[Image-grounded pointing data]
● ● ●
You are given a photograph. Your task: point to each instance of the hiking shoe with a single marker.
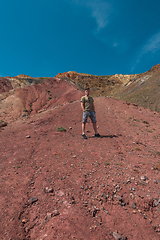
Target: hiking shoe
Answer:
(84, 136)
(97, 135)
● ● ●
### WHAT THE TASK ASKS:
For the data above, state how many lines contain "hiking"; the number is the whole answer.

### COMPLETED TASK:
2